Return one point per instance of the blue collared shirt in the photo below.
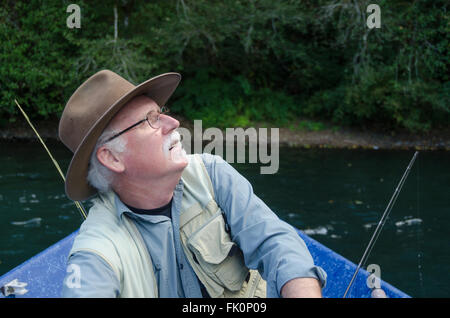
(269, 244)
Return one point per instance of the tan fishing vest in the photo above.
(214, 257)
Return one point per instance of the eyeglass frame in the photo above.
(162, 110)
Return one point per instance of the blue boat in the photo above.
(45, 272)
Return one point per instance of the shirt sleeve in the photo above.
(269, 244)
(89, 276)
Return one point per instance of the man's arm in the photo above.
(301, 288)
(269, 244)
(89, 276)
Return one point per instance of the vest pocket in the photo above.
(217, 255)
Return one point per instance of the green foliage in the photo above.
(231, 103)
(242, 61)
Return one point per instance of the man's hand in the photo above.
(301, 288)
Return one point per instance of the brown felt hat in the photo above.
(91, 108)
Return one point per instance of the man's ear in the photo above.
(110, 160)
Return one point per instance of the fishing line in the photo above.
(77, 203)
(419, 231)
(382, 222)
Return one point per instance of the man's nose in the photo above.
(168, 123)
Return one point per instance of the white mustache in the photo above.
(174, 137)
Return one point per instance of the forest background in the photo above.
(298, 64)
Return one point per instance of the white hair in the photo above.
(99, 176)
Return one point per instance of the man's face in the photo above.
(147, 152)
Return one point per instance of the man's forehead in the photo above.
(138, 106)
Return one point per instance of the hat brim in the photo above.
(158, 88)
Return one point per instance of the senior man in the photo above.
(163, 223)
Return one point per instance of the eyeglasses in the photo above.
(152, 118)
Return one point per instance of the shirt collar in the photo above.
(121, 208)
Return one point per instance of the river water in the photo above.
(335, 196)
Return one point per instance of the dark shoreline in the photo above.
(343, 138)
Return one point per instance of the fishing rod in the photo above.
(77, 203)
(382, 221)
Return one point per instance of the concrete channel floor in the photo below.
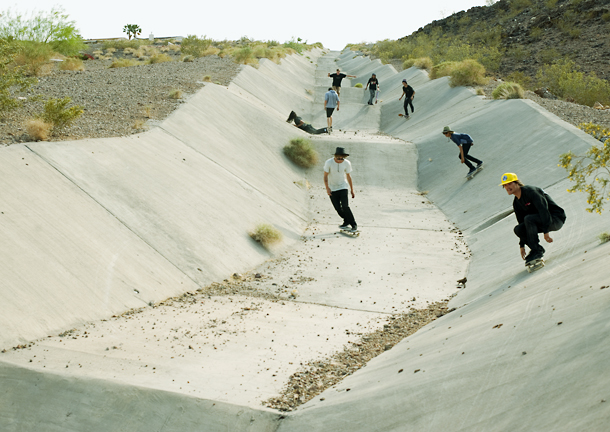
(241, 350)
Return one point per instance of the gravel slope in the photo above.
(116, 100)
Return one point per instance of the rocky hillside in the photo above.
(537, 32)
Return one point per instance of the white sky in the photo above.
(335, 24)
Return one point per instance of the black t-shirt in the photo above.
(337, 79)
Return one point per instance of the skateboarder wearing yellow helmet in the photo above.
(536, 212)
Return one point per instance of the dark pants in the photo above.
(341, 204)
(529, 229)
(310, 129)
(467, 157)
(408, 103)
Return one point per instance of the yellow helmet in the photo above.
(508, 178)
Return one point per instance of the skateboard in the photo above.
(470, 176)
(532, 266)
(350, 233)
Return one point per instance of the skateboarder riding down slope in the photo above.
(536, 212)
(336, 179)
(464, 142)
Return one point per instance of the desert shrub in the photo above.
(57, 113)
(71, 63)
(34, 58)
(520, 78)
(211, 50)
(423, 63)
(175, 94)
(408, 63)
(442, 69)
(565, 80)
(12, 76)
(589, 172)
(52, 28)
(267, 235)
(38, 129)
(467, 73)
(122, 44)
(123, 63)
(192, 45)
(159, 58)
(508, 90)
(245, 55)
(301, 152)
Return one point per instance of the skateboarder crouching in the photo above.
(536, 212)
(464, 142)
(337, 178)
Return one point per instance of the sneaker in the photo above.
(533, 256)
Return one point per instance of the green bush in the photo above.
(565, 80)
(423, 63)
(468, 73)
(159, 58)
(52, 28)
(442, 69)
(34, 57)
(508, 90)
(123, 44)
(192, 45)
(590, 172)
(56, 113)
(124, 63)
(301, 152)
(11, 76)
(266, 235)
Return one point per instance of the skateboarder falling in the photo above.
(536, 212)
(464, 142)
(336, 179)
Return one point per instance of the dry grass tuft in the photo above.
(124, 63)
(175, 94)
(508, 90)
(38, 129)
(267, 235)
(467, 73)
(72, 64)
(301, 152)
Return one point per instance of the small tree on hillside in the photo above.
=-=-=
PROBLEM TO WORK ON
None of the pictures should be kept; reproduce all the remaining material exactly.

RESPONSE
Return one point per instance of the blue collared shirt in the photo below.
(269, 244)
Return one point per instance of the tan fishing vest in the photo above.
(214, 257)
Return one point per instance of the eyeglass frame in the photo above.
(162, 110)
Return one point per instance of the blue boat in the photo above.
(45, 272)
Return one point per instance of the shirt sleeve in the photo above.
(269, 244)
(89, 276)
Return one point per instance of the man's arm in the photo above.
(301, 288)
(269, 244)
(89, 276)
Return one point per instance of the vest pocket in the photo above.
(217, 255)
Return one point per instance of the green foliage in the photo above.
(231, 103)
(242, 61)
Return one point per instance of the man's hand in the photo above.
(301, 288)
Return one point per instance of the brown felt hat in the photo above.
(91, 108)
Return one point per instance of the man's ear in the photo above.
(110, 160)
Return one point per instance of the fishing line in the photo above.
(77, 203)
(419, 231)
(382, 222)
Return one point per instance of the man's nose in the photo above.
(168, 123)
Return one point per instance of the white mustache in the photo above.
(174, 137)
Return one point per instance of the forest background in the photo above.
(298, 64)
Return one point per instance of the white hair in the photo above.
(99, 176)
Return one point per instance of the man's face in the photo above.
(147, 152)
Return one point per instance of the man's forehead in the photo above.
(138, 106)
Return one point per instance of the hat brim in the photo above.
(158, 88)
Return one point per instance of the senior man in the photo above.
(163, 223)
Return one point per instance of the eyeglasses in the photo above.
(152, 118)
Return one point per instance of the shirt collar in the photo above.
(121, 208)
Return one point per instance of the river water in the photo above.
(335, 196)
Return one point per instance of the dark shoreline in the photo above.
(343, 138)
Return one point per instance of the fishing rod in the photo above.
(77, 203)
(382, 221)
Return one point per instance of the concrete channel floor in the photo below.
(241, 350)
Return one point per instance of the gravel slope in the photo above.
(116, 100)
Return one point per instance of the rocky hillside in the photo above.
(537, 32)
Return one point per instance of the white sky in the photo above.
(335, 24)
Return one point per instance of the black t-shirt in the photo above.
(337, 79)
Return one point per instance of the skateboarder wearing yellow helmet in the photo above.
(536, 212)
Return one point per instance of the dark pants in the photo above.
(341, 204)
(529, 229)
(310, 129)
(467, 157)
(408, 103)
Return one point per instance of the yellow helmet in the photo above.
(508, 178)
Return one point per instance of the skateboard in the photo above.
(470, 176)
(532, 266)
(350, 233)
Return one point per instance of the skateboarder riding down slope in the photo above.
(536, 212)
(336, 179)
(464, 142)
Return one point per instance of the desert shrub in the photo above.
(57, 113)
(71, 63)
(34, 58)
(520, 78)
(211, 50)
(423, 63)
(175, 94)
(408, 63)
(442, 69)
(565, 80)
(12, 76)
(589, 172)
(52, 28)
(267, 235)
(38, 129)
(467, 73)
(122, 44)
(123, 63)
(192, 45)
(159, 58)
(508, 90)
(245, 55)
(301, 152)
Return one point per instance of the skateboarder crouching in the photo above.
(536, 212)
(464, 142)
(337, 178)
Return one point per instance of the sneaker in the photo above.
(533, 256)
Return one point per instance of the green bush in the photo above.
(565, 80)
(423, 63)
(468, 73)
(159, 58)
(52, 28)
(442, 69)
(34, 57)
(508, 90)
(123, 44)
(192, 45)
(590, 172)
(56, 113)
(124, 63)
(301, 152)
(11, 76)
(266, 235)
Return one point per instance of the skateboarder falling in the photo above.
(536, 212)
(464, 142)
(336, 179)
Return one point per instance of the dry grass tuft in the photo above.
(124, 63)
(175, 94)
(508, 90)
(38, 129)
(267, 235)
(467, 73)
(72, 64)
(301, 152)
Return one point per instance of the small tree on hillside in the photo above.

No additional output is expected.